> EXTRACT TO READ:
....
The present disclosure relates to the technical field of lithium battery separators, in particular to a low-internal-resistance ceramic-coated separator and a preparation method thereof, and a lithium battery.
In recent years, new energy vehicles have higher and higher requirements for high rate charge and discharge performance of power batteries. Internal resistance is an important factor affecting battery power performance and discharge efficiency, and the initial scale of internal resistance is mainly determined by the structural design, raw material performance and process technology of the batteries. With the use of lithium batteries, battery performance continues to decay, mainly manifested as capacity attenuation, internal resistance increase, power decrease, etc. The change of battery internal resistance is affected by temperature, depth of discharge and various other use conditions.
The main factors influencing ion impedance of a separator are: electrolyte distribution in the separator, and area, thickness, pore size, porosity and tortuous coefficient of the separator. Ion conduction inside the battery depends on the diffusion of Li ions in the electrolyte through the porous separator, and the liquid absorption and wetting ability of the separator is the key to forming a good ion flow channel. When the separator has a higher liquid absorption rate and porous structure, it can improve the conductivity, reduce the battery impedance, and improve the rate performance of the battery.
....
> ENTRIES PROVIDED:
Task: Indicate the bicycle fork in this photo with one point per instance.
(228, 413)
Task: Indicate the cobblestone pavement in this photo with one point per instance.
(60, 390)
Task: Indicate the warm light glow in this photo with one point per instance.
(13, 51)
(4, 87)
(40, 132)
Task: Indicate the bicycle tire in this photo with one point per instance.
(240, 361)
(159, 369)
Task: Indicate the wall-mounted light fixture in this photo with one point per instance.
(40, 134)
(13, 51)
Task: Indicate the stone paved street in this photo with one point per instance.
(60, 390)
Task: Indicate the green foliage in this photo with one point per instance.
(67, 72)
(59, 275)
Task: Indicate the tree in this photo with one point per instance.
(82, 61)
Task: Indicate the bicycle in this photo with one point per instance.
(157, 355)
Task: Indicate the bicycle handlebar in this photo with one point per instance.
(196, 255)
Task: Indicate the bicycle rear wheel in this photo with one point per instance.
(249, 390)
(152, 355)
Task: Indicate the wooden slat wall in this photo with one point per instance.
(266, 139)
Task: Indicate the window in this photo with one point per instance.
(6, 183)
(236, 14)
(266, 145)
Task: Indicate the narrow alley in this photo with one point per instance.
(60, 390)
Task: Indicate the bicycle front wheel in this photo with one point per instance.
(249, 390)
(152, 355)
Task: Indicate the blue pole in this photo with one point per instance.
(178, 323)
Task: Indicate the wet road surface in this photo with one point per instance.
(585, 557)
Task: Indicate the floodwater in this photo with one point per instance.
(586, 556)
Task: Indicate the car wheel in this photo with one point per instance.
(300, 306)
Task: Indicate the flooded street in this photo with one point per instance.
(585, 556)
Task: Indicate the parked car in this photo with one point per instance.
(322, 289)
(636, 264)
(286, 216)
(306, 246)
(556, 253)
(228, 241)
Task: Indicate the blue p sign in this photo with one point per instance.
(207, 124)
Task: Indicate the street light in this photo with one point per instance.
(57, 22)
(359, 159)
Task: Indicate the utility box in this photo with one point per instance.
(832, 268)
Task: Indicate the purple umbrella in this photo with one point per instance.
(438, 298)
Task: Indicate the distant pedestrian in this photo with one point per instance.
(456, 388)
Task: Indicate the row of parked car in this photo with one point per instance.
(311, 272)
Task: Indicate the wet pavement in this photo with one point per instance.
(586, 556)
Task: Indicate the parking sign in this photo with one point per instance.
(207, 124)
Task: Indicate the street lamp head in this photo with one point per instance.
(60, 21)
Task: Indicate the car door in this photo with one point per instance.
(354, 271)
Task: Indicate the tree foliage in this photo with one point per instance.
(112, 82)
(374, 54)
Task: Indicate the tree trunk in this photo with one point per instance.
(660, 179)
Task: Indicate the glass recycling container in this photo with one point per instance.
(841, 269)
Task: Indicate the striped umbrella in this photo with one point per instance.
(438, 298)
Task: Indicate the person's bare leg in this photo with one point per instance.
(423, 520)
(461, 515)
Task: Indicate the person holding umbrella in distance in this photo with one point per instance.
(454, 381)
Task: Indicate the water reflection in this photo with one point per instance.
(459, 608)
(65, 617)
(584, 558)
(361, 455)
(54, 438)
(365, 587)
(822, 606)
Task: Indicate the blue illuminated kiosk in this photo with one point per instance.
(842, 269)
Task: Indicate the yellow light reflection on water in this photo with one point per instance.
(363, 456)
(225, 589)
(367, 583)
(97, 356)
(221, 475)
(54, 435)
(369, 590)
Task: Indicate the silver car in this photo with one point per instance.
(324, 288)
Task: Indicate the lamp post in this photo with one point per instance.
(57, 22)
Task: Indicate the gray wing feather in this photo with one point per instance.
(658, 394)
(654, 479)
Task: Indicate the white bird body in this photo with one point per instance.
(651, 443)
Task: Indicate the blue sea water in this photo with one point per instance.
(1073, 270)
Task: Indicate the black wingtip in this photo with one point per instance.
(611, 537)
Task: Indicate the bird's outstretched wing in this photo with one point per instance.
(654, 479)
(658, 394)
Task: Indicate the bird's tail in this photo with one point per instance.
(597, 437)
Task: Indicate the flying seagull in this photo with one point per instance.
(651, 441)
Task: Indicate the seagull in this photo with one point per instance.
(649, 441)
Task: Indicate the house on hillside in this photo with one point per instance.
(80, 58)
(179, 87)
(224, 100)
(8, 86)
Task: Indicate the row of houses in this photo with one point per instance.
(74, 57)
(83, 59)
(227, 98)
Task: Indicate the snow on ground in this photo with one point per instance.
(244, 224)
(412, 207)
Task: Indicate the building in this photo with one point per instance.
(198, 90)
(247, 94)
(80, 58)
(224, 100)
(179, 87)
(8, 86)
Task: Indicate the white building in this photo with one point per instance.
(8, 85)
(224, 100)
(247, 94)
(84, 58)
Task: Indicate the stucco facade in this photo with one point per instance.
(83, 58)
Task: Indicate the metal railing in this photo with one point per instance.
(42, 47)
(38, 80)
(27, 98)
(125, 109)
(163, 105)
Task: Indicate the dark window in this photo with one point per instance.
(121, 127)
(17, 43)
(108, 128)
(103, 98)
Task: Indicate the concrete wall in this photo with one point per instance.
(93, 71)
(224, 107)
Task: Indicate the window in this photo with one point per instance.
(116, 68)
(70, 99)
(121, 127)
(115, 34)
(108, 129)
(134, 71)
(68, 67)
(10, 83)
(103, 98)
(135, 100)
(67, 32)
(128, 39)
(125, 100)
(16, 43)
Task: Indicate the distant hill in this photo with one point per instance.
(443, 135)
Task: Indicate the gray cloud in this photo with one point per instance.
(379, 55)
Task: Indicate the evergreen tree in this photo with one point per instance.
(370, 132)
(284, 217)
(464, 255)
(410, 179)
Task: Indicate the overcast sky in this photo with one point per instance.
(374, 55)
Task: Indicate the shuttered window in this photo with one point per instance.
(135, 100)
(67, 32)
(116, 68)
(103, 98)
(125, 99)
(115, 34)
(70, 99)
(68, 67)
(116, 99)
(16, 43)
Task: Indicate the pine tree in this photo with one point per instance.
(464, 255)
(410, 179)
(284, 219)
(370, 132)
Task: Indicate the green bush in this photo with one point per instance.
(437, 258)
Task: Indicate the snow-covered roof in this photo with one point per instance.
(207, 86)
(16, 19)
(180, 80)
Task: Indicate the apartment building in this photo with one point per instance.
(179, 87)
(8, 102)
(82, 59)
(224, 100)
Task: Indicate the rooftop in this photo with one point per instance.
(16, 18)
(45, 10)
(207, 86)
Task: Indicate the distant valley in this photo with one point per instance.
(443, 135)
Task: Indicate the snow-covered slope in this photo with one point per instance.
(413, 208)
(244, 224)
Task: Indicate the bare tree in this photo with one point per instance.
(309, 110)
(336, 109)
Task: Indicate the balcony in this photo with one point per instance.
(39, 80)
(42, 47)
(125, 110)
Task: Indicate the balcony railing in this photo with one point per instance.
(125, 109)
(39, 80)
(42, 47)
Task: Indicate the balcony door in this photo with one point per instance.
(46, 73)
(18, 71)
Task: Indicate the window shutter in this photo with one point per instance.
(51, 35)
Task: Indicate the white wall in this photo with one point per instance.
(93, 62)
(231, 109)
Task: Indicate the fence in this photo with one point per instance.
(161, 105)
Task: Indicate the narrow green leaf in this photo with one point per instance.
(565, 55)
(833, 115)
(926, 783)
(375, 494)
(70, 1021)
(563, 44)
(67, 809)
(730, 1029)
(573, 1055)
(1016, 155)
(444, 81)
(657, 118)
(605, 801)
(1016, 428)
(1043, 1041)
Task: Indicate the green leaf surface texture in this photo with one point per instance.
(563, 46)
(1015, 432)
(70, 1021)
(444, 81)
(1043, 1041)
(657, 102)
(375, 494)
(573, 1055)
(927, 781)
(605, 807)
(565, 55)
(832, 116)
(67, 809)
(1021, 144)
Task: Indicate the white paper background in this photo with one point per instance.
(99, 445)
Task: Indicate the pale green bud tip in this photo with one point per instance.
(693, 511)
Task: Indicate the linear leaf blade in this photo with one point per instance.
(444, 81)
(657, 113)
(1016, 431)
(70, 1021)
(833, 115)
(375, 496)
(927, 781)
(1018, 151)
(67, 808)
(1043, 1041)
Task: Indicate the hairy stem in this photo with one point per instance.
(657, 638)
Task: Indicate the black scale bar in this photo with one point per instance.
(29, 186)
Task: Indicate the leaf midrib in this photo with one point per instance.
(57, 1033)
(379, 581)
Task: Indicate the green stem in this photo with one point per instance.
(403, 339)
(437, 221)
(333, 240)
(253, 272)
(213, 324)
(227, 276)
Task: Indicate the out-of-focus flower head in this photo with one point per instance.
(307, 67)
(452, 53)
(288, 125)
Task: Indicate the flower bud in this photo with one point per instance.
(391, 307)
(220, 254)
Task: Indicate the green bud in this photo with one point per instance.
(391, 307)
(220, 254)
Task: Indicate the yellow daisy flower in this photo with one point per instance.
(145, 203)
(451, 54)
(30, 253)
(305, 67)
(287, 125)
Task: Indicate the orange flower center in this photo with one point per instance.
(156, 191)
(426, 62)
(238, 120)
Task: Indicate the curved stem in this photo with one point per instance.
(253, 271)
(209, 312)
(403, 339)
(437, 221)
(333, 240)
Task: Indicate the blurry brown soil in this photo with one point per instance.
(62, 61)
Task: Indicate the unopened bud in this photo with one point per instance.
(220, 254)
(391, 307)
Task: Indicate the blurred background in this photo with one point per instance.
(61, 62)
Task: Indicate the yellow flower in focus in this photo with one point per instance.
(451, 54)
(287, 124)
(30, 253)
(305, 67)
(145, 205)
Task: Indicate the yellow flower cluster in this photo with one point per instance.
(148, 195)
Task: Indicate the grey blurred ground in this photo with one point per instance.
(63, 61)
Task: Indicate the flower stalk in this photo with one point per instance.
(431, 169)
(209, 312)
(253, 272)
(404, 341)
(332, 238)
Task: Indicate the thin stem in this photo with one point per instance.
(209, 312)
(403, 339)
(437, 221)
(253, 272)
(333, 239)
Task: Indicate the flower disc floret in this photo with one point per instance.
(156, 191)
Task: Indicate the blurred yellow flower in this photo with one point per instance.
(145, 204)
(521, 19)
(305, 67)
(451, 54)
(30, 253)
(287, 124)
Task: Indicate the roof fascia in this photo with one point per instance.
....
> CHALLENGE 1: Extract the passage on lithium battery separators in full, word for word.
> CHALLENGE 2: Filter the records and copy every line that contains the word "bare".

> TASK RESULT 1:
The present disclosure relates to the technical field of lithium battery separators, in particular to a low-internal-resistance ceramic-coated separator and a preparation method thereof, and a lithium battery.
In recent years, new energy vehicles have higher and higher requirements for high rate charge and discharge performance of power batteries. Internal resistance is an important factor affecting battery power performance and discharge efficiency, and the initial scale of internal resistance is mainly determined by the structural design, raw material performance and process technology of the batteries. With the use of lithium batteries, battery performance continues to decay, mainly manifested as capacity attenuation, internal resistance increase, power decrease, etc. The change of battery internal resistance is affected by temperature, depth of discharge and various other use conditions.
The main factors influencing ion impedance of a separator are: electrolyte distribution in the separator, and area, thickness, pore size, porosity and tortuous coefficient of the separator. Ion conduction inside the battery depends on the diffusion of Li ions in the electrolyte through the porous separator, and the liquid absorption and wetting ability of the separator is the key to forming a good ion flow channel. When the separator has a higher liquid absorption rate and porous structure, it can improve the conductivity, reduce the battery impedance, and improve the rate performance of the battery.

> TASK RESULT 2:
Task: Indicate the person's bare leg in this photo with one point per instance.
Task: Indicate the bare tree in this photo with one point per instance.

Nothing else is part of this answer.